[Start Data shown]

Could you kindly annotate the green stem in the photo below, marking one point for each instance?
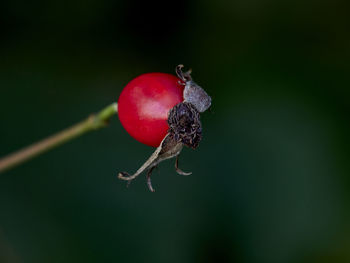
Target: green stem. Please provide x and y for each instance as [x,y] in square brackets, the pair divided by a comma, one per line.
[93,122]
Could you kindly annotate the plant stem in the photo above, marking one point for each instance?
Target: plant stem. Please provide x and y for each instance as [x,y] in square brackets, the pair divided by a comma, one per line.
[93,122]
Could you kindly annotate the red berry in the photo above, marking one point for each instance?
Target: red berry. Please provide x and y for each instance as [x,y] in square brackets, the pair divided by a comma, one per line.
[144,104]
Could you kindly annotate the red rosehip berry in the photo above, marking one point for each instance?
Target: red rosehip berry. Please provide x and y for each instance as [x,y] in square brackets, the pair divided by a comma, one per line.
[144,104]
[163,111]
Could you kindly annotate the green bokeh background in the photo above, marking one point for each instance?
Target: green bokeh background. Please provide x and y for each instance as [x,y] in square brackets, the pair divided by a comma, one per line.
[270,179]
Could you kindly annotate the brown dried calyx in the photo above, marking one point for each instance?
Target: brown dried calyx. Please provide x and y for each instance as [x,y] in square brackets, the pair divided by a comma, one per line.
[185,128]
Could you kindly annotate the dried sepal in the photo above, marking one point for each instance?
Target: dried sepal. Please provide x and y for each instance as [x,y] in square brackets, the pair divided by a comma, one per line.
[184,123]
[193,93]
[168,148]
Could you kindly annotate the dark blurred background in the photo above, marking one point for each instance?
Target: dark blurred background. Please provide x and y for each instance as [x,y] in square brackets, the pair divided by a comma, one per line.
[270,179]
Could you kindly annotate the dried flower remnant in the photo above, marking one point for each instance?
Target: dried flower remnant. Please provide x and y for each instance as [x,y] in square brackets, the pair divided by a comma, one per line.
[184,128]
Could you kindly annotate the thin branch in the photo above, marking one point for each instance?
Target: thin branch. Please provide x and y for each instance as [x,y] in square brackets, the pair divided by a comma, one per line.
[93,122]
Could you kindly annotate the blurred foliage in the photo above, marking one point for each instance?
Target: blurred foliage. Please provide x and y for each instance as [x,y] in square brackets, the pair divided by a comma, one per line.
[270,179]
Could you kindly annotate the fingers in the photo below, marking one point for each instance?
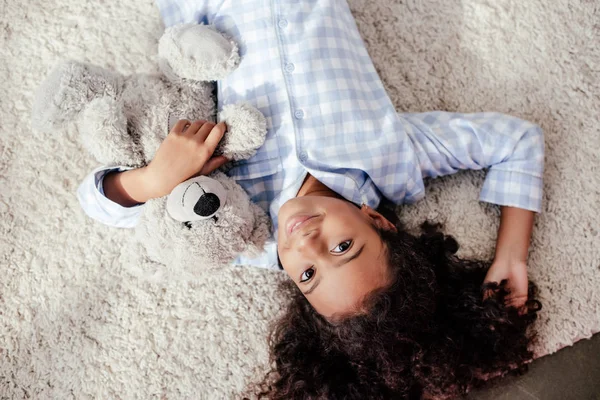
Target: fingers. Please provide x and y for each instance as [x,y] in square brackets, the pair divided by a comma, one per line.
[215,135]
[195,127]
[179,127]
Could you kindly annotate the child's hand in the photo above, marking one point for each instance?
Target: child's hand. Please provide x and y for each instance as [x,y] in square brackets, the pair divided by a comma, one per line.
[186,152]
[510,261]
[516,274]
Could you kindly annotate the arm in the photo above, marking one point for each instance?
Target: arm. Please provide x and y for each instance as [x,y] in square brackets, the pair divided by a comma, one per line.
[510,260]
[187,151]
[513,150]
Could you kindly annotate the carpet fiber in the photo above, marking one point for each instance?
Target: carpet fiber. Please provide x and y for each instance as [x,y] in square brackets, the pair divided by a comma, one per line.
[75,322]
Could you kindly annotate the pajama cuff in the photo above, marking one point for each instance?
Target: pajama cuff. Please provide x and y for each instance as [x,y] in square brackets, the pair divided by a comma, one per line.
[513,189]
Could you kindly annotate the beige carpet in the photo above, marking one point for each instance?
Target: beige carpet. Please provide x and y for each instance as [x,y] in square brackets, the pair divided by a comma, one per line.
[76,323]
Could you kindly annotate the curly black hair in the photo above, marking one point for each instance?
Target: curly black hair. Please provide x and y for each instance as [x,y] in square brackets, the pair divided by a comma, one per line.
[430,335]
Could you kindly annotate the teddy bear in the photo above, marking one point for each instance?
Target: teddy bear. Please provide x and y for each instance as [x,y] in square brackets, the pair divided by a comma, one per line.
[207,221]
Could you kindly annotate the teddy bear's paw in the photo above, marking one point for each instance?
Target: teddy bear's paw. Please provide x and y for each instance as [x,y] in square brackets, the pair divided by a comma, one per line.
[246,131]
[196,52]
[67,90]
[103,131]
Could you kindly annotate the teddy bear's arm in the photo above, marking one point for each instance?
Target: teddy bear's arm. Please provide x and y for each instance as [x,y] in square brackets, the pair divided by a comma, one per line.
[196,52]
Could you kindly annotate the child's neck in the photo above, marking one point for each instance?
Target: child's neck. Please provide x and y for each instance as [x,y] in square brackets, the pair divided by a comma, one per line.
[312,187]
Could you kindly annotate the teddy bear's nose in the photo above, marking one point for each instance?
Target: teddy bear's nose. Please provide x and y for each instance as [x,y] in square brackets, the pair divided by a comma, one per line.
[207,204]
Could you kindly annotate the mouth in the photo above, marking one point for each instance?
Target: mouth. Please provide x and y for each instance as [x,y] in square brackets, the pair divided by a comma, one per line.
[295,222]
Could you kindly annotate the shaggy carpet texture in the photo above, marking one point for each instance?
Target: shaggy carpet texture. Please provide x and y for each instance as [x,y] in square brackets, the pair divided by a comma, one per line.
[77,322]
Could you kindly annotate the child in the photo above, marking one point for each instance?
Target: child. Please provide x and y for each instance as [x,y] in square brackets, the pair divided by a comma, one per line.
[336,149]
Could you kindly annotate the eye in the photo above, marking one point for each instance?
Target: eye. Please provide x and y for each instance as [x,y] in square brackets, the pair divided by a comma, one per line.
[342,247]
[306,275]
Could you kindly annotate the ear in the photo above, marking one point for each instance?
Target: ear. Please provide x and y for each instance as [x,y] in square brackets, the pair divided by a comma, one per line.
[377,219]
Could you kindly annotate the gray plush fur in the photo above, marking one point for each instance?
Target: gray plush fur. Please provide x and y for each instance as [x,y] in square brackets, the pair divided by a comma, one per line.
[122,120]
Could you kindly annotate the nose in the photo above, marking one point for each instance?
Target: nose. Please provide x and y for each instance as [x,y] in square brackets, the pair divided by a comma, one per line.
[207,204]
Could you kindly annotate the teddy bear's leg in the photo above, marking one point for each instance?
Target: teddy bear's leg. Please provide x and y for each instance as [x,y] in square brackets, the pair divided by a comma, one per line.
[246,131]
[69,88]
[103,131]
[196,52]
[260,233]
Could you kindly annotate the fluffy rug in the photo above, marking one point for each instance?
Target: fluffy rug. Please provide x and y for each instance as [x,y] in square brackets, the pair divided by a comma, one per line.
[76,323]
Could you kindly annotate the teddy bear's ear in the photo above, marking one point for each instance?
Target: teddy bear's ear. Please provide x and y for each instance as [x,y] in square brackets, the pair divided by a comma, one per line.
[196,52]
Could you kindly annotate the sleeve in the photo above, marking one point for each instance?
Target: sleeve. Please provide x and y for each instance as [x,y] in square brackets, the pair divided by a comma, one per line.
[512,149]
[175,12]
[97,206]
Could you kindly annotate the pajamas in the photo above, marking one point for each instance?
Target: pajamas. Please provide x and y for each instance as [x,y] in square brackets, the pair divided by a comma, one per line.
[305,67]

[End Data shown]

● **Task prompt**
Copy out all the lines above again, swapping each "instance" for "occurrence" and changing nothing else. Leave the pictures out.

● **Answer for this exercise**
Could you kindly annotate the green stem in the photo below, marking one point for each occurrence?
Target: green stem. Please provide x and y for each occurrence as [x,y] in square brackets, the pair divided by a comma, one per line.
[93,122]
Could you kindly annotate the plant stem in the photo above, marking one point for each occurrence?
Target: plant stem. Please provide x and y for each occurrence as [x,y] in square brackets, the pair divided by a comma, one per line.
[93,122]
Could you kindly annotate the red berry in the photo above, marking one point for each occurrence?
Target: red berry. Please provide x and y for each occurrence as [x,y] in square brackets, the pair divided by a comma, one per line.
[144,104]
Could you kindly annotate the red rosehip berry in the photo above, marking one point for each occurrence?
Target: red rosehip berry. Please provide x and y for each occurrence as [x,y] in square brackets, the pair divided by a comma, one per line.
[144,104]
[163,111]
Could you kindly annotate the green bokeh background in the photo above, marking one point for each occurrence?
Target: green bokeh background. Please provide x and y for each occurrence as [x,y] in square brackets, the pair divided by a comma, one per line.
[270,179]
Could you kindly annotate the brown dried calyx in the photo above, marking one point for each occurrence?
Target: brown dried calyx. Please provide x and y for each occurrence as [x,y] in square brackets, the pair divided by a comma, one per line.
[185,128]
Could you kindly annotate the dried sepal in the photo above, marking one point for each occurrence?
Target: dried sepal. Please provide x and y for each occurrence as [x,y] in square brackets, the pair divided by a comma, one per line.
[184,123]
[193,93]
[168,148]
Could you kindly annotate the dark blurred background in the photo above, marking one point for each occurrence?
Target: dark blurred background. Please provide x and y for each occurrence as [x,y] in square brackets, the pair divided by a comma, one per line.
[270,179]
Could you kindly annotate the dried flower remnant in the photo above, marking one point for each occurrence?
Target: dried flower remnant. Please provide x and y for each occurrence as [x,y] in square brackets, the pair divided by a comma, one per line.
[184,128]
Could you kindly annotate the thin branch in the photo above, marking one point for each occurrence?
Target: thin branch. Please provide x and y for each occurrence as [x,y] in square brackets, the pair divided by a comma, one per line.
[93,122]
Could you kindly annotate the blurred foliage in the photo above, marking one point for each occurrence?
Target: blurred foliage. Please provide x and y for each occurrence as [x,y] in square brackets, the pair divided by a comma, one per line.
[270,179]
Could you kindly annotate the fingers in the photo below, marking one point for each occurrence?
Target: fingers. Please provide x and y for each occurrence as [x,y] in square brackets, the pair divided by a comma, one per line.
[215,135]
[195,127]
[179,127]
Could you kindly annotate the child's hand in the photo above, marking one point for each occurrence?
Target: child's hand. Please provide x and y for each occurrence as [x,y] in square brackets, the pair divided by a comma, one per line.
[186,152]
[510,261]
[516,274]
Could you kindly annotate the arm in the photo above, marking one point for each occurrence?
Target: arm. Please provide x and y for each occurrence as [x,y] in square brackets, the pair divided by a comma, one per line.
[510,260]
[187,151]
[513,150]
Could you kindly annotate the carpet fiber in the photo above, marking one point for each occurrence?
Target: carpet fiber. Please provide x and y for each occurrence as [x,y] in square brackets, the pair divided by a comma, one per line.
[75,322]
Could you kindly annotate the pajama cuff in the photo above, marking one point for each occurrence?
Target: pajama cuff. Please provide x and y for each occurrence as [x,y] in square brackets, the pair divided by a comma, one per line.
[513,189]
Could you kindly annotate the beige carpet in the photo above, marking one point for each occurrence?
Target: beige carpet. Please provide x and y for each occurrence as [x,y] in square brackets, the pair divided by a comma, one per line.
[76,323]
Could you kindly annotate the curly black hair in the photo above, marking one point for each occurrence?
Target: curly black hair. Please provide x and y for each occurrence as [x,y] in square brackets, the pair divided by a comma, one per line.
[430,335]
Could you kindly annotate the teddy bear in the photo above, marking one point for each occurrence?
Target: teddy bear. Please provide x and y for each occurrence as [x,y] in square brackets, the pair divided by a comma, one per line.
[207,221]
Could you kindly annotate the teddy bear's paw in the photo above, marking one point for each occurrence?
Target: teddy bear's paw. Please provide x and y for each occurrence as [x,y] in square brackets, the pair divided by a comma, one per line.
[246,131]
[196,52]
[67,90]
[103,131]
Could you kindly annotate the teddy bear's arm in the photo above, marking one point for each occurrence?
Target: teddy bear's arm. Please provide x and y for each occurrence as [x,y] in square brackets, the pair divided by a comma, one per line.
[196,52]
Could you kindly annotate the child's neck in the photo above, marking one point for each occurrence?
Target: child's neck. Please provide x and y for each occurrence as [x,y] in square brackets, the pair divided by a comma, one per line.
[312,187]
Could you kindly annotate the teddy bear's nose in the photo above, marking one point for each occurrence?
Target: teddy bear's nose. Please provide x and y for each occurrence as [x,y] in square brackets, the pair divided by a comma, one per line.
[207,204]
Could you kindly annotate the mouth in the photo above, marking one point for each occurrence?
Target: mouth. Please provide x and y for each occurrence as [x,y] in square brackets, the pair divided by a comma, one per line.
[295,222]
Could you kindly annotate the shaggy carpet texture in the photo above, marking one point for each occurrence?
Target: shaggy carpet texture. Please provide x and y for each occurrence as [x,y] in square brackets, the pair divided by a comma, one per line.
[77,322]
Could you kindly annotate the child in the photo above, marking one point for each occurrence?
Target: child. Please provide x and y for each occurrence as [x,y] in square brackets, the pair divided by a comma, one per line.
[336,149]
Could you kindly annotate the eye in the photo above, marking one point for each occurrence?
Target: eye. Please provide x and y for each occurrence as [x,y] in square brackets, the pair divided by a comma, one per line.
[342,247]
[306,275]
Could you kindly annotate the ear in the photo above, marking one point for each occurrence?
Target: ear. Please provide x and y for each occurrence as [x,y] in square brackets, the pair divided by a comma, one per line.
[377,219]
Could you kindly annotate the gray plush fur in the photo above, marking one point for each occurrence?
Target: gray plush fur. Please provide x and y for each occurrence as [x,y] in square brackets, the pair divided by a comma, one per line.
[122,120]
Could you kindly annotate the nose in the photo above, marking one point for each occurrence?
Target: nose. Please provide x and y for each occurrence as [x,y] in square brackets, the pair divided by a comma, one per line.
[207,204]
Could you kindly annotate the teddy bear's leg in the photo above, marking one point for each occurrence?
Target: teddy bear's leg. Please provide x and y for each occurrence as [x,y] in square brackets, the pair divided by a comma, one per line.
[246,131]
[69,88]
[103,131]
[196,52]
[260,233]
Could you kindly annotate the fluffy rug in the photo above, marking one point for each occurrence?
Target: fluffy rug. Please provide x and y for each occurrence as [x,y] in square brackets, the pair divided by a comma, one per line.
[76,323]
Could you kindly annotate the teddy bear's ear in the photo above, marking one point for each occurrence?
Target: teddy bear's ear. Please provide x and y for each occurrence as [x,y] in square brackets, the pair divided by a comma, one per line.
[196,52]
Could you kindly annotate the sleeve in the photo above, marking one point for each occurrence?
Target: sleeve. Please provide x and y for each occurrence as [x,y] in square brackets, the pair divided by a comma, one per line.
[512,149]
[175,12]
[97,206]
Could you kindly annotate the pajamas in the photo above, marking one point for each occurrence?
Target: pajamas. Please provide x and y for each occurrence as [x,y] in square brackets, the pair divided by a comma, one per line.
[305,67]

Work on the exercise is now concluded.